Task description: Word for word, set down the records and skip each picture.

Stored items:
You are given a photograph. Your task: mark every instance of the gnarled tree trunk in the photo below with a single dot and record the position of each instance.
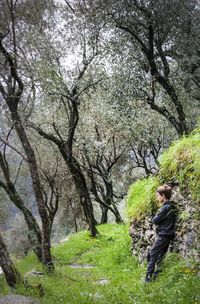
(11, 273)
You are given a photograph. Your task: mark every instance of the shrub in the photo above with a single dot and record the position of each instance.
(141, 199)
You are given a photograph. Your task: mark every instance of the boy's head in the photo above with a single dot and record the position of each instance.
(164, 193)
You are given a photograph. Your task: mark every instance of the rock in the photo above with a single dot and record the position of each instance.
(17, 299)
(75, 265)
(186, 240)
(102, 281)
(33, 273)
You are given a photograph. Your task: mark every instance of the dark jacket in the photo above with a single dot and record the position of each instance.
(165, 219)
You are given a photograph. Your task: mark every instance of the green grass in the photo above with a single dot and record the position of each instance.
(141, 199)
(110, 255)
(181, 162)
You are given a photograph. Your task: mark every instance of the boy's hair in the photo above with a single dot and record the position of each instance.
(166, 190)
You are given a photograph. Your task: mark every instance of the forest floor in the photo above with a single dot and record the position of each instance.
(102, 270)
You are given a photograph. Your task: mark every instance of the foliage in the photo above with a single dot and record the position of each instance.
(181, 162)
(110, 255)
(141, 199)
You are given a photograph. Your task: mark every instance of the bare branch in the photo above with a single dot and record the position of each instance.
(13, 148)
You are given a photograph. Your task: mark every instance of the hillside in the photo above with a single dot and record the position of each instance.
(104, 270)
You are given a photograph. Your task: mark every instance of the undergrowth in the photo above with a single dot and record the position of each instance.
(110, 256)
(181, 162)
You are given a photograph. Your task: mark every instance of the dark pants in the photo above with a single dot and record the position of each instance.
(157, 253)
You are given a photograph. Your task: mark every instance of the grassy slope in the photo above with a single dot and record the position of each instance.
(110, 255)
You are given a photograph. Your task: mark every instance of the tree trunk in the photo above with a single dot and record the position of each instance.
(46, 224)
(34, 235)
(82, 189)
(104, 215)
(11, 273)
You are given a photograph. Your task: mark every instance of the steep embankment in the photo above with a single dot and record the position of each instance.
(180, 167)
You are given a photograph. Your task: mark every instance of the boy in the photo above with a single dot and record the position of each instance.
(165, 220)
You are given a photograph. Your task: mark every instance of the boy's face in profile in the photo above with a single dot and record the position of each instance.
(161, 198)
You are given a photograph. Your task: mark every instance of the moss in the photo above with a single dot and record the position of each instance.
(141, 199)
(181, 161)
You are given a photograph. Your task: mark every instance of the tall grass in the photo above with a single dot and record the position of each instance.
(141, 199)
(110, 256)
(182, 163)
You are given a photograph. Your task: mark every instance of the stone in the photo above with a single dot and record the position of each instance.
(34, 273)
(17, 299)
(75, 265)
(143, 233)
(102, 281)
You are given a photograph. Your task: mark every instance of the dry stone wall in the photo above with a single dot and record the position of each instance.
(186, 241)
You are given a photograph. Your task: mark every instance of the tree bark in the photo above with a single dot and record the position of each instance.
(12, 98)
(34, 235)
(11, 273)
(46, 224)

Exercise output:
You are given a photograph. Your task: mark every instance of the gnarled tree trunk in the photo below with a single dot and record the position of each instance.
(11, 273)
You are given a photograph. Your task: mark every instance of the shrub in the photo above with a single dot and record the position of each instance.
(141, 199)
You are given a photograph. Your task: mark every instance of the boy's head in the photo above with a single dot and record the position of each instance.
(164, 193)
You are given a photograph. Your task: mark every instance of the rock in the photo above with a single dot and record the position of each instance.
(17, 299)
(75, 265)
(186, 240)
(102, 281)
(33, 273)
You are given a photograph. Your task: mark every instance of the dark jacket in the photo above with a single dot and record the position of each instance.
(165, 219)
You are given a photograph. Your task: mark every instance of the green grass in the photo above with a single dot and record the position of each instance.
(141, 199)
(110, 255)
(181, 162)
You are given a photograph. Your task: mark every instance of the boy's hair in the photo above with a single dot and record the position of each instance.
(166, 190)
You are given a photograph. Your task: mark every instance of the forest floor in the photo above with a single dot and record the position of each instance.
(102, 270)
You are given a photograph. Your task: mark every instance of the foliage in the photo above with a single dot and record the position of each instance.
(181, 162)
(110, 255)
(141, 199)
You are given a photograph. Your task: mark every instance of the bare branch in the photo above with a single dot and record the position of each instance.
(13, 148)
You are given a photograph. Your task: mark every instance of the hillside in the photo above with a single dot and record the position of each instance.
(104, 270)
You are given a photograph. Your task: mark every instance of the undergrowth in the photo above with a single dot and record the position of each instance.
(110, 256)
(181, 162)
You are given a photograph. Your task: mark every instance of the dark pants in the photo above with a single dot and record the position of each instance.
(157, 253)
You are given a photograph. Your task: mark every instance of the grassy slope in the photo above with a single dot and record the position of each instance.
(110, 255)
You are given a photograph. Your task: mark every instance of the tree trunk in the photo above with a single dot and record the position of each instance.
(46, 224)
(34, 235)
(82, 189)
(104, 215)
(11, 273)
You are given a photograph. Your task: mark every instance of the steep embankment in the photo above with a single dot and record the position of each instance.
(180, 167)
You are given a photograph. Your task: mark every instance of the boy in the photo above with a single dot and record the position of each instance.
(165, 220)
You are given a photograph. Your task: mark every instance of the boy's face in profile in the photo above with a single dot and record the position of each instance.
(161, 198)
You are given a photograph. Your task: mark every instance of the moss in the photo above with a single dot and record the position of each instance.
(141, 199)
(181, 161)
You are given a photograph. Your task: mark every instance of the tall grass in the photo above with a single dot and record the position of each instance.
(141, 199)
(110, 256)
(182, 163)
You are given a photograph. Your task: mark every instance of the stone in the photo above with a single dot and record the position of each instance.
(34, 273)
(17, 299)
(75, 265)
(143, 233)
(102, 281)
You are given a photograph. Your task: mark every instance of the dry stone wall in the photo above with a single dot and record the position of each instance.
(186, 241)
You are given a photograph. Your task: mark every instance of the tree bark in the photo above with a single dot and record the position of each instance.
(12, 98)
(34, 235)
(11, 273)
(46, 224)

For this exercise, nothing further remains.